In [1]:
import gensim
import numpy as np
import pandas as pd
import os
import re
from nltk.tokenize import TreebankWordTokenizer

pd.set_option('display.max_colwidth', None)

In [2]:
shake_bi = pd.read_csv('../data/shakespearean_bigrams_pos.csv')

In [3]:
shake_bi.sample(5)

Unnamed: 0,title,title_tokenized,pos_tag,pos,pos_len,pos1,pos2
205373,thou note,"['thou', 'note']","['NN', 'NN']","['NN', 'NN']",2,NN,NN
192052,the blackest,"['the', 'blackest']","['DT', 'JJS']","['DT', 'JJS']",2,DT,JJS
114350,look they,"['look', 'they']","['NN', 'PRP']","['NN', 'PRP']",2,NN,PRP
182886,strange insurrections,"['strange', 'insurrections']","['JJ', 'NNS']","['JJ', 'NNS']",2,JJ,NNS
152805,pluck 'd,"['pluck', ""'d""]","['NN', 'MD']","['NN', 'MD']",2,NN,MD


In [4]:
shake_bi = shake_bi.drop(columns=['title_tokenized', 'pos_tag'])

In [5]:
twd = TreebankWordTokenizer()
shake_bi['title_token'] = shake_bi['title'].apply(lambda x: twd.tokenize(x))
shake_bi.sample(5)

Unnamed: 0,title,pos,pos_len,pos1,pos2,title_token
198858,their tender,"['PRP$', 'NN']",2,PRP$,NN,"[their, tender]"
101585,instigated by,"['VBN', 'IN']",2,VBN,IN,"[instigated, by]"
30054,bought mine,"['NN', 'NN']",2,NN,NN,"[bought, mine]"

__________________________________________________

Challenge 1:
In the Shakespearean bigrams notebook, which two columns are dropped from shake_bi?

__________________________________________________

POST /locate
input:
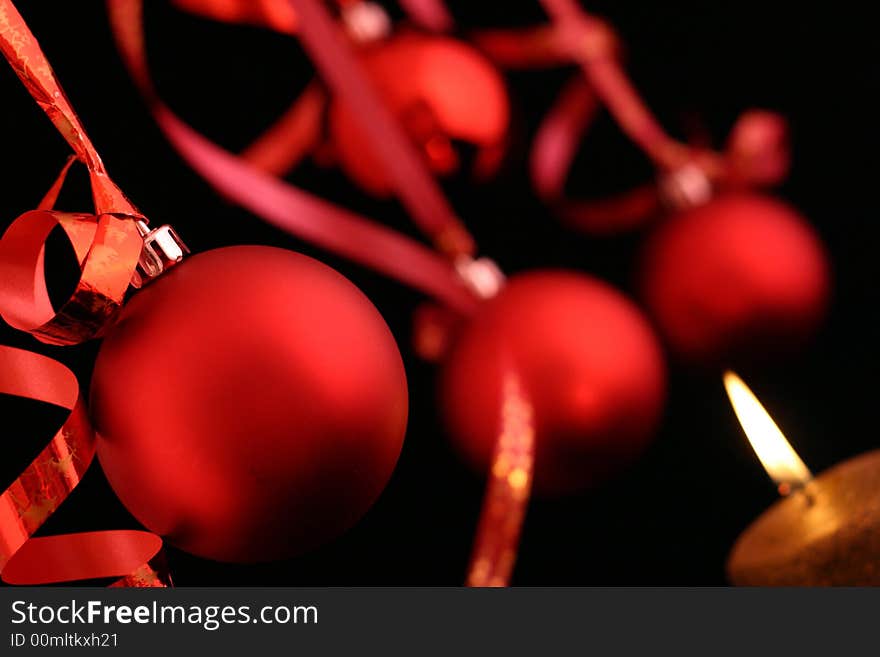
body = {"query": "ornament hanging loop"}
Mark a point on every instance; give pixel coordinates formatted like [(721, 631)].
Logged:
[(163, 249)]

__________________________________________________

Challenge 2:
Copy the listing above line for line, leaving out the picture.

Written solution 1:
title_tokenized and pos_tag

Written solution 2:
POST /locate
input:
body = {"query": "ornament hanging loop"}
Mark a point on every instance; give pixel coordinates formatted like [(721, 631)].
Logged:
[(163, 249)]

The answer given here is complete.